ACTIVITY LIST —
1. In the tech investment passage, what annual revenue growth is expected for the five biggest tech companies in 2021?
2. Continue the tech investment passage from where it stops.

EXERCISE PASSAGE —
This will go down as a historic period for tech investment. A strong secular growth market, supported by unusually conducive financial conditions, has been capped by a pandemic that forced a stampede into digital services.

The gains from 2021 were not evenly distributed. Some corners of the industry (such as ecommerce) cooled after a red-hot 2020, while some tech stars that shot to prominence early in the pandemic (think Zoom and Peloton) have fallen heavily. But, looked at broadly, the rise of tech, and the disproportionate gains seen by the largest companies in particular, have continued to underpin the wider market rally.

Whether it will last through 2022 is another question. The secular trends that have made digital an increasingly important part of the economy are still in place, and regulators have done nothing yet to dislodge the most powerful tech platforms. But the immediate tailwinds that sustained the latest tech rally are weakening, and a number of headwinds make the coming year more uncertain.

Twelve months ago, the five biggest tech companies — Apple, Microsoft, Google, Amazon and Facebook (now Meta) — were looking ahead to a year in which their aggregate revenues were expected to increase by 13 per cent. Something similar is forecast for 2022 as well. Things in 2021, though, turned out much better: when the final figures come in next month, annual revenue growth for the five companies is expected to hit 27 per cent. The rebound in digital advertising, demand for new gadgets, and a surge in spending on cloud and other digital services turned out to be much stronger than projected.

DATA —
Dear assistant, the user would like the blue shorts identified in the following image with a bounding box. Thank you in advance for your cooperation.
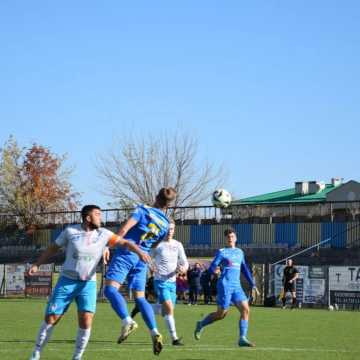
[154,280,176,306]
[216,281,248,310]
[46,276,96,315]
[105,253,148,291]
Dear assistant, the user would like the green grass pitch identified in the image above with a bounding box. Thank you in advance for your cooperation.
[0,299,360,360]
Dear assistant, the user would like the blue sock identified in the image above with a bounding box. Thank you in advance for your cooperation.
[104,285,129,320]
[239,319,249,338]
[135,297,157,330]
[201,314,214,327]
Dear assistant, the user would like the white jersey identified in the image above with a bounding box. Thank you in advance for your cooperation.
[152,239,189,282]
[55,225,116,281]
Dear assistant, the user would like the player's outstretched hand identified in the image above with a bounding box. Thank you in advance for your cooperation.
[252,286,260,297]
[103,247,110,265]
[139,251,151,263]
[27,264,39,276]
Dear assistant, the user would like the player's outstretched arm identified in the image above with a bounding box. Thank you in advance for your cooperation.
[28,244,60,276]
[209,250,223,274]
[241,261,256,288]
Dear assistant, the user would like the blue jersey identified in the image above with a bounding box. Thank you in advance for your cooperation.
[117,205,169,251]
[209,248,255,287]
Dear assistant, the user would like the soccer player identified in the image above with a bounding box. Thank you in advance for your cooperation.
[104,187,176,355]
[194,229,257,347]
[152,220,189,346]
[281,259,299,309]
[28,205,150,360]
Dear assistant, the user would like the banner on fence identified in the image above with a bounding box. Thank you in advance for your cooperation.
[329,266,360,306]
[5,264,26,295]
[275,265,326,304]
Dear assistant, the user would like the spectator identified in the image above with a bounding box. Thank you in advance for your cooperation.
[176,274,188,302]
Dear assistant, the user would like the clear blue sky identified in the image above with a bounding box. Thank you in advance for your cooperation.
[0,0,360,205]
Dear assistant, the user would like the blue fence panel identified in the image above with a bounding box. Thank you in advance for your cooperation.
[321,223,347,248]
[190,225,211,247]
[233,224,253,246]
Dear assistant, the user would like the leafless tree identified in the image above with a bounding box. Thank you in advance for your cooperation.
[96,133,225,211]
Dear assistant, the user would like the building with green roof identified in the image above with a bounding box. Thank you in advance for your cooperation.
[228,178,360,222]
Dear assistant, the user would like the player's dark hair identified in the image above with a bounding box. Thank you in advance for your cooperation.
[224,229,236,236]
[156,187,176,207]
[81,205,101,222]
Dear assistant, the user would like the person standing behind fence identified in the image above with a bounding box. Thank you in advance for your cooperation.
[187,263,201,305]
[28,205,150,360]
[281,259,299,309]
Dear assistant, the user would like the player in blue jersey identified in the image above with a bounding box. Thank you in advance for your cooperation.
[194,229,257,347]
[104,188,176,355]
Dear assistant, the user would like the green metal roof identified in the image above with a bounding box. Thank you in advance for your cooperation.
[232,184,339,205]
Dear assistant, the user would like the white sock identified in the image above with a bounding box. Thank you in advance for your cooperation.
[151,303,162,315]
[73,328,91,359]
[34,321,54,353]
[164,315,177,340]
[150,328,160,336]
[121,316,134,326]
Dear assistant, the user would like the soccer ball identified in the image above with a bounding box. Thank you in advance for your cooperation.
[212,189,231,208]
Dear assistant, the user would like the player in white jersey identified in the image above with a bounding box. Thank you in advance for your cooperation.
[28,205,150,360]
[152,220,189,346]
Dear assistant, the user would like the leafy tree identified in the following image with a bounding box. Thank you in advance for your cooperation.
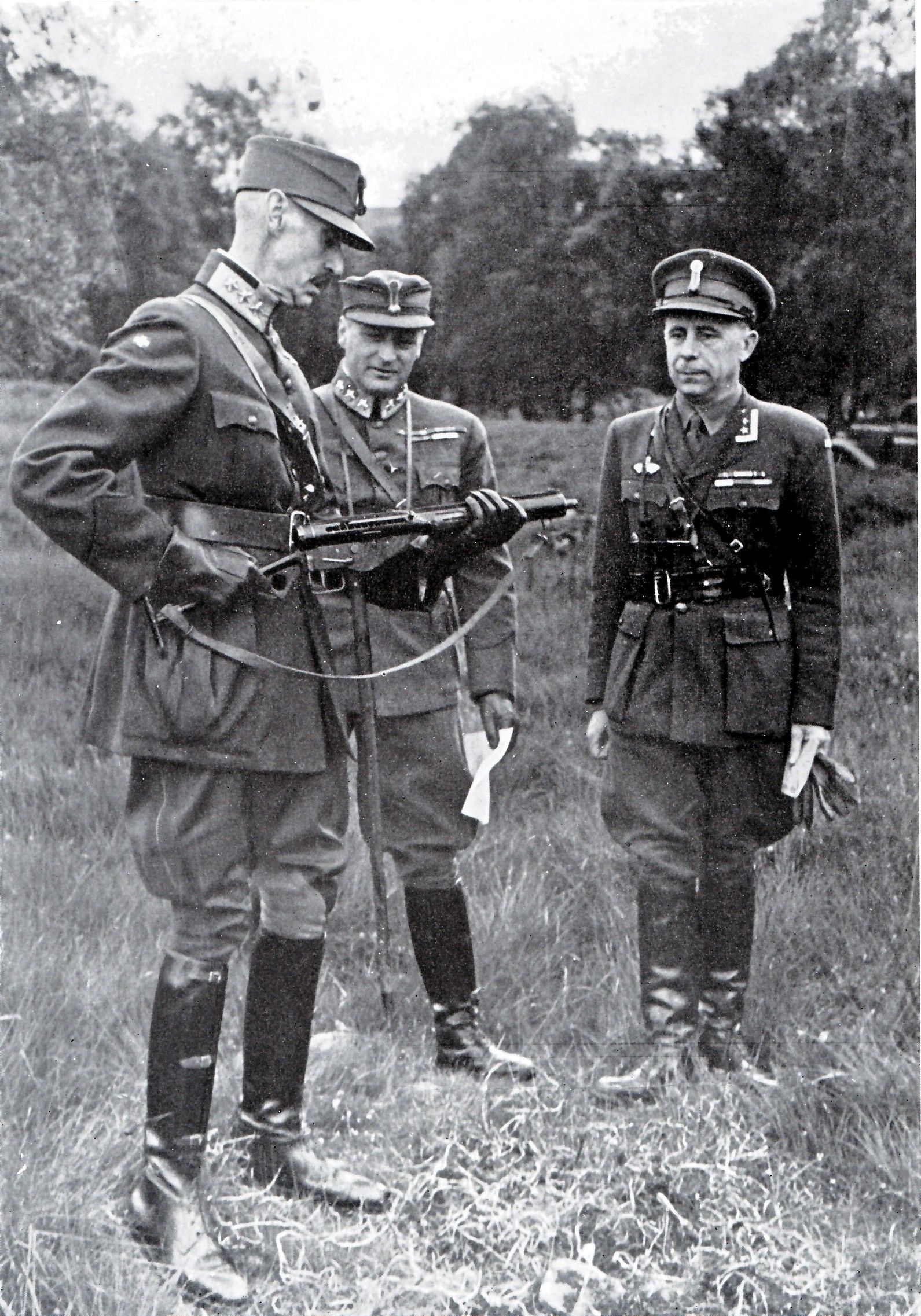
[683,0,915,427]
[402,99,595,417]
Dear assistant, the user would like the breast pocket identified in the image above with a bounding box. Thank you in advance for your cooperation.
[722,600,794,740]
[604,600,654,721]
[204,389,289,506]
[413,438,461,504]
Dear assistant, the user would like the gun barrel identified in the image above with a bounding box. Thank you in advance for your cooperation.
[292,490,578,553]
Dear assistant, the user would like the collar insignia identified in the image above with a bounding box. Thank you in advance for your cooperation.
[206,260,278,333]
[333,367,408,420]
[736,407,758,443]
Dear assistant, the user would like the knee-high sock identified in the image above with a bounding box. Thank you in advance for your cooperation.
[242,932,324,1115]
[405,885,476,1005]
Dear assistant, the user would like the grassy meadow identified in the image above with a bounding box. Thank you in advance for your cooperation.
[0,385,921,1316]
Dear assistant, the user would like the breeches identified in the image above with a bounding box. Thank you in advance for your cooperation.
[125,746,348,961]
[601,730,794,976]
[601,728,794,894]
[350,707,476,889]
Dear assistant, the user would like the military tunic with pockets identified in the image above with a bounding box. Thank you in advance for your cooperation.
[10,251,360,960]
[307,369,515,887]
[587,391,839,1031]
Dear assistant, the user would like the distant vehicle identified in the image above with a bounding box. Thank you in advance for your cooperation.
[847,398,918,467]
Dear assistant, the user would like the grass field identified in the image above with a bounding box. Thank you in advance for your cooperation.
[0,385,921,1316]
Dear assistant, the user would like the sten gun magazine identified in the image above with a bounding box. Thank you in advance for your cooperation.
[262,490,578,590]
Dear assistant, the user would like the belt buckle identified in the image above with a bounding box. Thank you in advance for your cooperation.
[310,567,344,594]
[288,510,310,552]
[652,571,671,606]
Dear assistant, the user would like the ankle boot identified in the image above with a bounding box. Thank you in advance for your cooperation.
[405,885,535,1082]
[129,955,249,1303]
[240,932,390,1211]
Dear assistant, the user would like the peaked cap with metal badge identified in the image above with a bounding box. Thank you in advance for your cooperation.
[237,135,373,251]
[339,270,434,329]
[652,248,776,326]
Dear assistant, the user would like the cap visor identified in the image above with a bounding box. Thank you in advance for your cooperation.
[652,296,754,320]
[342,307,434,329]
[291,196,375,251]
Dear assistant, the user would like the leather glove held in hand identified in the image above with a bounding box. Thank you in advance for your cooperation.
[150,529,274,608]
[794,749,860,826]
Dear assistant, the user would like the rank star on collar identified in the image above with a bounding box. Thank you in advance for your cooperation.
[196,251,278,333]
[333,369,408,420]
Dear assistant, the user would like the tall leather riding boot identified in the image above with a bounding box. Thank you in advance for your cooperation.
[129,955,249,1303]
[404,885,535,1082]
[592,883,699,1105]
[240,931,388,1211]
[698,851,755,1071]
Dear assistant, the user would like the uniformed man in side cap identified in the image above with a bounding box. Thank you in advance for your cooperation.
[587,250,839,1101]
[317,270,534,1079]
[12,137,520,1302]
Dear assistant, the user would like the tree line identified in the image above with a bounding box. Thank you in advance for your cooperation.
[0,0,916,425]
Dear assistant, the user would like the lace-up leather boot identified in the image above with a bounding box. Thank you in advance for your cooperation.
[240,932,390,1211]
[431,999,537,1083]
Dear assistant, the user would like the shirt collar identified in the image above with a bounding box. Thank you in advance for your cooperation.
[675,384,744,436]
[195,250,279,333]
[333,362,409,420]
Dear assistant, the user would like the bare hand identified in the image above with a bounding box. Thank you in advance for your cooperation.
[780,722,831,799]
[476,691,519,749]
[585,708,611,758]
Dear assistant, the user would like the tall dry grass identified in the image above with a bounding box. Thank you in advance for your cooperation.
[0,389,920,1316]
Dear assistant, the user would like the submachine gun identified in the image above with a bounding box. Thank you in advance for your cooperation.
[158,490,578,1024]
[268,490,578,1027]
[262,490,578,608]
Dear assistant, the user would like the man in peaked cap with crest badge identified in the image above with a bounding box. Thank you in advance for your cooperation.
[10,137,526,1302]
[587,250,839,1103]
[315,270,534,1079]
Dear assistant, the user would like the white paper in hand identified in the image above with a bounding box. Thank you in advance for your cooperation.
[461,726,515,822]
[780,736,819,800]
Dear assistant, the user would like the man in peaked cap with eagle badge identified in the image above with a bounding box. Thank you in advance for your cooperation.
[587,250,839,1104]
[10,137,521,1303]
[315,270,534,1080]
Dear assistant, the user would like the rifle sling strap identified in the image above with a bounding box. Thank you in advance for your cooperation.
[159,572,515,681]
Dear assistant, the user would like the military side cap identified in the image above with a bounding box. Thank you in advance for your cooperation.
[237,137,373,251]
[652,249,776,325]
[339,270,434,329]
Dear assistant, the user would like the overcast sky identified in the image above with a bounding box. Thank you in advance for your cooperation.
[7,0,821,205]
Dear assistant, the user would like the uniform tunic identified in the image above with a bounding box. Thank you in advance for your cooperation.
[307,367,515,888]
[10,251,347,960]
[587,389,839,885]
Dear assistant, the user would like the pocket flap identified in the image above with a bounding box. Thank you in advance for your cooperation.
[617,599,655,639]
[211,389,278,434]
[722,604,791,645]
[413,437,461,490]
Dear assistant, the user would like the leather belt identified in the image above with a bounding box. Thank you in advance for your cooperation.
[145,495,292,553]
[630,570,783,608]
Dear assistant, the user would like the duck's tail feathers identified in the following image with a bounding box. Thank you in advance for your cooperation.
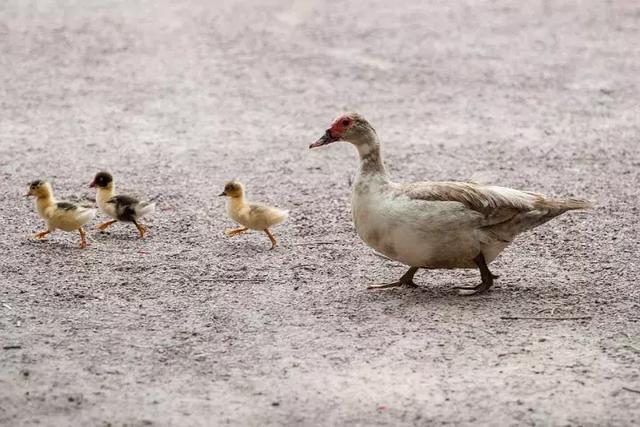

EXPECTED OUTPUTS —
1. 27 percent.

2.
Another stellar year for tech stocks is harder to count on

This massive outperformance has extended the Big Tech rally. The group added $2.7tn in market cap this year, for a rise of 36 per cent. That doesn’t match the pandemic-induced bounce of 55 per cent the previous year, but it still tops the 30 per cent advance in the S&P 500.

That kind of revenue growth and stock market outperformance will be hard to sustain against more challenging market and financial conditions. Low inflation and the benign monetary policy that accompanied it were a boon to tech. On one hand, it pumped cash into the market and inflated valuations; on the other, it produced low bond yields that reduced the discount rates that are used to value future profit streams. As rates rise, that inevitably hurts the valuation of growth companies whose best years lie far ahead.

The question now is how much of this is already reflected in the market. The prospect of rising rates wiped around one-quarter from the share prices of high-growth software stocks after the start of November, before a partial bounce in the second half of December.

Many parts of the tech industry are also entering a period of slower growth as year-on-year comparisons become more challenging. Last year’s boom in ecommerce saw online sales in the US jump 38 per cent in the final quarter. By comparison, growth this year is likely to only just creep into double digits.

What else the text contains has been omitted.